[Collected data entries]
----

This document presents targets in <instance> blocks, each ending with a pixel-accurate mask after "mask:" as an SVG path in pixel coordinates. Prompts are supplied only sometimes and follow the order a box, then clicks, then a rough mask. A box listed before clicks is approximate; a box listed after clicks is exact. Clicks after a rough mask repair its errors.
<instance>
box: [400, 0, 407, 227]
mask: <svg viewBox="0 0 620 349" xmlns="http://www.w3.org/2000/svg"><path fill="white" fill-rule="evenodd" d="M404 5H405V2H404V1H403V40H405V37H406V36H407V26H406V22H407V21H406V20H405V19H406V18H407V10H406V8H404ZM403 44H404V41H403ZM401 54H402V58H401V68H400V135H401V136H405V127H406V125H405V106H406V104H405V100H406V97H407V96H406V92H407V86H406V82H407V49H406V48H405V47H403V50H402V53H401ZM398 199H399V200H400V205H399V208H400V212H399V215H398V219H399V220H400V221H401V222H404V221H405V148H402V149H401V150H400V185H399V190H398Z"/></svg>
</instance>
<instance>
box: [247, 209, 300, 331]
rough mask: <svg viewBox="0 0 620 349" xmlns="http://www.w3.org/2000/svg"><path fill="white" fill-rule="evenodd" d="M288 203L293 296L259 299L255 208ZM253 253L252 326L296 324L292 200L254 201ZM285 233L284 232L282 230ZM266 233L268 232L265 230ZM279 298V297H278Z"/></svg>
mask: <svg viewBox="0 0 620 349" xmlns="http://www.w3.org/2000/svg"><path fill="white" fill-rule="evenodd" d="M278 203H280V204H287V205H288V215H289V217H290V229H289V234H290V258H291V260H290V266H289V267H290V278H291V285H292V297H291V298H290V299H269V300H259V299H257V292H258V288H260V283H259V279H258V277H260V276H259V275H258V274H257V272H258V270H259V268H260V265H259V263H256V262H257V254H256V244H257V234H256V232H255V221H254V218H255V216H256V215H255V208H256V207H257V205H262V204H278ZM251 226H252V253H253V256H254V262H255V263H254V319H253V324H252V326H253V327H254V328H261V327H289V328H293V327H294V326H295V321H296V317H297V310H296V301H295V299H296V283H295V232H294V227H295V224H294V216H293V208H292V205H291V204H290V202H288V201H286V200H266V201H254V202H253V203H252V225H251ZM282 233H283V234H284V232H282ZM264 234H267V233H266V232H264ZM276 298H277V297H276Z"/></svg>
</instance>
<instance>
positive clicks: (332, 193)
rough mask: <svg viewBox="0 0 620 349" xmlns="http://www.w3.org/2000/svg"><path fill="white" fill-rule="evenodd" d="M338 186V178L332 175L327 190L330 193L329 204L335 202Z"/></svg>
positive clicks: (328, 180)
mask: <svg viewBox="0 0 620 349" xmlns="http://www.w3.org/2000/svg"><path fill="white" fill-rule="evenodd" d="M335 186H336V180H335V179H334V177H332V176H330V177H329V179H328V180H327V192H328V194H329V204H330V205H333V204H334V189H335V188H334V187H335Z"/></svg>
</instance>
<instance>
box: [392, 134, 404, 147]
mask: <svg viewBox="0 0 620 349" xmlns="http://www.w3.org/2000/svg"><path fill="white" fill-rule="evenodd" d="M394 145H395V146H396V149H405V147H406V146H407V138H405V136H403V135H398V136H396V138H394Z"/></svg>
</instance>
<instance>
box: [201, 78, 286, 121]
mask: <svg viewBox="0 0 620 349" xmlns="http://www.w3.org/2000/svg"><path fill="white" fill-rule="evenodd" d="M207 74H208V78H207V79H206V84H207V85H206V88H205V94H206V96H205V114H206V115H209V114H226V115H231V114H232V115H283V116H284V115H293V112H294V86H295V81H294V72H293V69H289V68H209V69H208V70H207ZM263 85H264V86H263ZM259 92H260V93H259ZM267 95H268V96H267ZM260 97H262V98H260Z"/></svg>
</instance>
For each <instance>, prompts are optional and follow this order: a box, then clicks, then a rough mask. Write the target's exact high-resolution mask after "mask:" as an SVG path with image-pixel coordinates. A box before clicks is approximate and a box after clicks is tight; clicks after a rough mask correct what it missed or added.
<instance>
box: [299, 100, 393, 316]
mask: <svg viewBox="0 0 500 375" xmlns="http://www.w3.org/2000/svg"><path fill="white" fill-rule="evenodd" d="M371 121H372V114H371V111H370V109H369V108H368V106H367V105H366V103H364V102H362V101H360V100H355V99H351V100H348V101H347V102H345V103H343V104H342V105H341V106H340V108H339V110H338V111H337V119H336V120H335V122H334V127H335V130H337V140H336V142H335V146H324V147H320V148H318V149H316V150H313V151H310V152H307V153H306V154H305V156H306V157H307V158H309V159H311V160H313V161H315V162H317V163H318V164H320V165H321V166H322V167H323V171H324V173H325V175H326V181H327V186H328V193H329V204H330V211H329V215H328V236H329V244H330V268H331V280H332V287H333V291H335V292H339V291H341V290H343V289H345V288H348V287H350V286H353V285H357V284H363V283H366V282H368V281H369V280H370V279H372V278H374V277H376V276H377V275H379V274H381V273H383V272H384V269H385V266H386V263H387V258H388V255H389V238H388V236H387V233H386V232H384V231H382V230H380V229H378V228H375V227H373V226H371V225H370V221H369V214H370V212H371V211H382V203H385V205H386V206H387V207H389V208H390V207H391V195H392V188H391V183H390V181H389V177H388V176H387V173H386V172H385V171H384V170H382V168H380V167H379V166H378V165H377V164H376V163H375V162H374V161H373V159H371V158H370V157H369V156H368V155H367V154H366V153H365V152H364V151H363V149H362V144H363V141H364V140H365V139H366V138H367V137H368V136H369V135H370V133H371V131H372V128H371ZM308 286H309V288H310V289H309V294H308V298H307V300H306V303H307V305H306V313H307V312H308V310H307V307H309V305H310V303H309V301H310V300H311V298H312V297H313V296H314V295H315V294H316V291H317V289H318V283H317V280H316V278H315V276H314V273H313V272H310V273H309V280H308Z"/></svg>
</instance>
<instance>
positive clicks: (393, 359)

----

=== WHAT IS NEEDED ===
State how many lines of the material contain the string "positive", counting only matches in the same case. Give the number alone.

=== PROBLEM SOLUTION ===
3